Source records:
==*==

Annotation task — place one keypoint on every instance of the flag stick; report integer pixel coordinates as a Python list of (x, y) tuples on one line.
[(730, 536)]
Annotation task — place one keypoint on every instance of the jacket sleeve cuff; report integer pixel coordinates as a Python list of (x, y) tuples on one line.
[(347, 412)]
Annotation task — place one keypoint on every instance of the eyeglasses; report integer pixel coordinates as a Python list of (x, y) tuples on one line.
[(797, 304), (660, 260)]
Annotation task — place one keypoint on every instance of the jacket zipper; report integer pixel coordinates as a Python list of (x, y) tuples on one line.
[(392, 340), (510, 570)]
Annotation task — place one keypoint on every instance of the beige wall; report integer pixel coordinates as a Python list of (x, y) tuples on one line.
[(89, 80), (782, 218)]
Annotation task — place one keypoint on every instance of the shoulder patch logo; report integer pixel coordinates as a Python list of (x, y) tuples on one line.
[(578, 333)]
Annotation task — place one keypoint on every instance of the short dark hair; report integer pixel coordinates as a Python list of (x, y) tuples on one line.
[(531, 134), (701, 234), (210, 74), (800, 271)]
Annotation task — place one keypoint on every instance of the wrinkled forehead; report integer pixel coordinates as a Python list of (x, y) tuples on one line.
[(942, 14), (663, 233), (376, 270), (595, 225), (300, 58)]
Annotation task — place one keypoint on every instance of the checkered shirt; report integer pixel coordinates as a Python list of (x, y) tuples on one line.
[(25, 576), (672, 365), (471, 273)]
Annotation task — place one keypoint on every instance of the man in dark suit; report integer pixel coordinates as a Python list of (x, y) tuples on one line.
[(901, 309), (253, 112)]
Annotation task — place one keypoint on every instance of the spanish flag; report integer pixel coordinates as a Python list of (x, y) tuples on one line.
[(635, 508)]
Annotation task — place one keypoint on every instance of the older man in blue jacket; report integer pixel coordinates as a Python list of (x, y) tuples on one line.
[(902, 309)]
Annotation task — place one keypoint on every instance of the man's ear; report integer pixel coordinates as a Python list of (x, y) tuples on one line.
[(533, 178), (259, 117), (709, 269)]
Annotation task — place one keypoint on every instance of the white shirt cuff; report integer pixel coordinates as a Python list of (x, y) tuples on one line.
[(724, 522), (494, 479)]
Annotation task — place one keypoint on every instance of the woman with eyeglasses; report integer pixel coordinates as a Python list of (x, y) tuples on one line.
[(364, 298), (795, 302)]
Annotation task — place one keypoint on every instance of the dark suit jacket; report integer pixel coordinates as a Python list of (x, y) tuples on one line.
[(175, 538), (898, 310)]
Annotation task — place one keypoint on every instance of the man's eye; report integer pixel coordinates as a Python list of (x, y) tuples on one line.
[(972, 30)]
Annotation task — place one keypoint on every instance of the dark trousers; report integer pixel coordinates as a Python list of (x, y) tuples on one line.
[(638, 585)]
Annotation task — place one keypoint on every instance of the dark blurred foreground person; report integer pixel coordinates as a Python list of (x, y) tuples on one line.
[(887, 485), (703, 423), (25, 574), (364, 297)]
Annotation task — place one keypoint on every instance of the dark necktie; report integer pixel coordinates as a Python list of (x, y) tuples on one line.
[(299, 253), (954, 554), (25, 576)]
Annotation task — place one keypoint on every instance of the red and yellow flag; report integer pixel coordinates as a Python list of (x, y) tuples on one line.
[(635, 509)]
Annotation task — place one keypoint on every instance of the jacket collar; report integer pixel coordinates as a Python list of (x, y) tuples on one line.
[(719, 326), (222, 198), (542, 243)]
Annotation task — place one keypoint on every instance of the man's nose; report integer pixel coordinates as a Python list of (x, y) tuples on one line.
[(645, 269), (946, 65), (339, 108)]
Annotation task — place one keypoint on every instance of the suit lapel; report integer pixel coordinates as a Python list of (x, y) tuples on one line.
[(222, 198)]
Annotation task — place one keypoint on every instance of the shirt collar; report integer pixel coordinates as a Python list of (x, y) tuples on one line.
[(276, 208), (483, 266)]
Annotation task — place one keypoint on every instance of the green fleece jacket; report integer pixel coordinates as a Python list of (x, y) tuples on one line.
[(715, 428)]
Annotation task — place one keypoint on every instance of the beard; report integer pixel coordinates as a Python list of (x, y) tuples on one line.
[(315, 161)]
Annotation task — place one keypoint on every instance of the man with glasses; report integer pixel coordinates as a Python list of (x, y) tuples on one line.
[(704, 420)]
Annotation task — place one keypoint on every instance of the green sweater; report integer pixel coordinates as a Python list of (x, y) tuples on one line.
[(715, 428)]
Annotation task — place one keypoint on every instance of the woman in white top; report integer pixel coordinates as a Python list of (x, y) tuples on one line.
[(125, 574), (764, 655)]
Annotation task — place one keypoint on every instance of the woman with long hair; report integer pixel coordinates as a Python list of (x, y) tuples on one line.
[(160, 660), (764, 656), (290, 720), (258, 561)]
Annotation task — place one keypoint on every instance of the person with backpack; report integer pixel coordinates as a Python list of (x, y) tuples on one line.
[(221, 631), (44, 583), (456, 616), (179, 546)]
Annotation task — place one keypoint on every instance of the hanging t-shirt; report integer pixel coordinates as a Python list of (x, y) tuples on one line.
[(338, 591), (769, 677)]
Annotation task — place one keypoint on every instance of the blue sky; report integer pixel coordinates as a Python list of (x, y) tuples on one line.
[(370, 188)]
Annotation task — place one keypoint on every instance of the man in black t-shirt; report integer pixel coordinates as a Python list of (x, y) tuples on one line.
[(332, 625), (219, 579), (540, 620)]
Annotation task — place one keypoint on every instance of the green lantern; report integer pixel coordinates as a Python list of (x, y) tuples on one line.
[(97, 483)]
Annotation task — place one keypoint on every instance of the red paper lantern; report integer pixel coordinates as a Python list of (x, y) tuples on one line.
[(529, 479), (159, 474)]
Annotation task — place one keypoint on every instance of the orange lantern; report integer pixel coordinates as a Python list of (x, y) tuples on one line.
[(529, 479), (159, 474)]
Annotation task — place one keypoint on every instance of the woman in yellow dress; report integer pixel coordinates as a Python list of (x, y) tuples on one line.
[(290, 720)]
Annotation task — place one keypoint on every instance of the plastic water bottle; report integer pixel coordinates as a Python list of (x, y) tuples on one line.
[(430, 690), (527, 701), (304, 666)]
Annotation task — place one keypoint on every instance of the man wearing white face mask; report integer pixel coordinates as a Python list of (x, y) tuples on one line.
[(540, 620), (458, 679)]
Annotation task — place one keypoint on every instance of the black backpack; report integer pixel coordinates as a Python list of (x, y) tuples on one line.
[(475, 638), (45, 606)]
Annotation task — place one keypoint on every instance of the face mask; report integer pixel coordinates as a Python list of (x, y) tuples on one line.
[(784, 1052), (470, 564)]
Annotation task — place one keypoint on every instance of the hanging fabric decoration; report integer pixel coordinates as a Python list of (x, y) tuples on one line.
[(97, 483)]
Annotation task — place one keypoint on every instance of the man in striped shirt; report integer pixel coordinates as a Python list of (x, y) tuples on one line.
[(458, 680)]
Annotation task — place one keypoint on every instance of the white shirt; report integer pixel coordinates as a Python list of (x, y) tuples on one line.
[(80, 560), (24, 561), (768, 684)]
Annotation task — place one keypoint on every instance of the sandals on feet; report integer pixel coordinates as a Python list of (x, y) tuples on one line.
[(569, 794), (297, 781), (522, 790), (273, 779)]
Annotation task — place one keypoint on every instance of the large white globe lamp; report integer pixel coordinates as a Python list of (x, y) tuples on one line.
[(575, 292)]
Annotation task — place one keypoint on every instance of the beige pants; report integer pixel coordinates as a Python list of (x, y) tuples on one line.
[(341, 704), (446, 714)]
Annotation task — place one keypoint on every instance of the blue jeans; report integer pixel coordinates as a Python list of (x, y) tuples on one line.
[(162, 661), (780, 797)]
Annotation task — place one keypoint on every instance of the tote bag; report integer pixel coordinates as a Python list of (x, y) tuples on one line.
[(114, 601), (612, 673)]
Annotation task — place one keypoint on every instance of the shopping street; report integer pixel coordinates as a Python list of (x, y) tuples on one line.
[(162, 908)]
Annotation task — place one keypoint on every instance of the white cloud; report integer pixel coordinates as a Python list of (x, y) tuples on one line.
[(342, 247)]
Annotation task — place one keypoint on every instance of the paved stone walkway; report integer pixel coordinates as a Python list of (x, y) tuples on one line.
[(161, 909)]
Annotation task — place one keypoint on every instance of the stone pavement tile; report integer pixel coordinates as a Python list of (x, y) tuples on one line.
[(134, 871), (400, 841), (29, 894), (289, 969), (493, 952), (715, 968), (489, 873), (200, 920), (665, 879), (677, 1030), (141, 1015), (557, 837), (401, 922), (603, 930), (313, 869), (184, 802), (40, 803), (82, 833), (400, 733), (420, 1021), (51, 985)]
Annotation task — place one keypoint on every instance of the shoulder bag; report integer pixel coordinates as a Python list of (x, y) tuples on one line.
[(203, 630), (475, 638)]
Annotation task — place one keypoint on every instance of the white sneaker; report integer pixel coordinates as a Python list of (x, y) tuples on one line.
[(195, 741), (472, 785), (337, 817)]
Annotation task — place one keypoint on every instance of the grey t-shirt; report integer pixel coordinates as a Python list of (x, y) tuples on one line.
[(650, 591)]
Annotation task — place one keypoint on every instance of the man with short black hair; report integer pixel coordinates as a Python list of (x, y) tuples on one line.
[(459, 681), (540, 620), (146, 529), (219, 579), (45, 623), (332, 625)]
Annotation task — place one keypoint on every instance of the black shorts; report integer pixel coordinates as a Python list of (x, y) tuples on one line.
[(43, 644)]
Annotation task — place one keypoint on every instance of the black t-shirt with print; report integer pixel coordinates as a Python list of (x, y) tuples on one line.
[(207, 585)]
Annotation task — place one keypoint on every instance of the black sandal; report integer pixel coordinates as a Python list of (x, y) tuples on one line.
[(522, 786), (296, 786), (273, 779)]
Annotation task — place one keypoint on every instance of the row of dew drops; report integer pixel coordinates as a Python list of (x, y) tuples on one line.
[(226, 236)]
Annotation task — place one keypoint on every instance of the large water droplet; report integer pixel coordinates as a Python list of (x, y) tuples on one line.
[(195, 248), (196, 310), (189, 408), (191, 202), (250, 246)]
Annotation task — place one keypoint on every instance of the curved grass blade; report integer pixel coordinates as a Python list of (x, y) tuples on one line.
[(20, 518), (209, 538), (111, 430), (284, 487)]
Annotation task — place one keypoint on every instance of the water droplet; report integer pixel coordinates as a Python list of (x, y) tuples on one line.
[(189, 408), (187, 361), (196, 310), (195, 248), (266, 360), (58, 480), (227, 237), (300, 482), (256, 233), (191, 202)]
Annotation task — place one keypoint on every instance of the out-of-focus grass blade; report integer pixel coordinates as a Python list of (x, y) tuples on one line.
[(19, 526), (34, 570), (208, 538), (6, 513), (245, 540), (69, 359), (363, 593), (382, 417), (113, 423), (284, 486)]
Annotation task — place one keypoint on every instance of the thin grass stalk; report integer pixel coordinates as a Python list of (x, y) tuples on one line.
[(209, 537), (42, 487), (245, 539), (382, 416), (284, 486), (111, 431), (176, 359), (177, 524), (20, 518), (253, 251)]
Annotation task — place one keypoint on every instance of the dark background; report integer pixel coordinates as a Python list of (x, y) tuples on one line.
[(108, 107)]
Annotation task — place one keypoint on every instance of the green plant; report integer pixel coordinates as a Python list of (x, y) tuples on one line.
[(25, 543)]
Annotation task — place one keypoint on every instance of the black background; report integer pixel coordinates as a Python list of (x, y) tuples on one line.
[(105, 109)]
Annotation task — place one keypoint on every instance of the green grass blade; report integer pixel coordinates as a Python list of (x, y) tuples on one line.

==*==

Work task: Output consists of exactly the lines from the one containing "the dark background;" to the end of the records above, retyped without change and with nothing extra.

Completed exercise:
Annotation task — place one keypoint on every instance of the dark background; report integer pixel coordinates as a Python list of (x, y) tuples on one line.
[(108, 107)]
Annotation task — place one keypoint on every instance of the green plant; report integer pixel coordinates as a Python list of (x, y) tuples on one line.
[(25, 543)]
Annotation task — place one keypoint on every instance of the black background; report integer pixel coordinates as a Python list of (x, y) tuples on one line.
[(105, 109)]
Annotation task — place one keypoint on every instance of the green grass blade; report integer pixel coordinates as a Python list of (x, y) tuples on one line.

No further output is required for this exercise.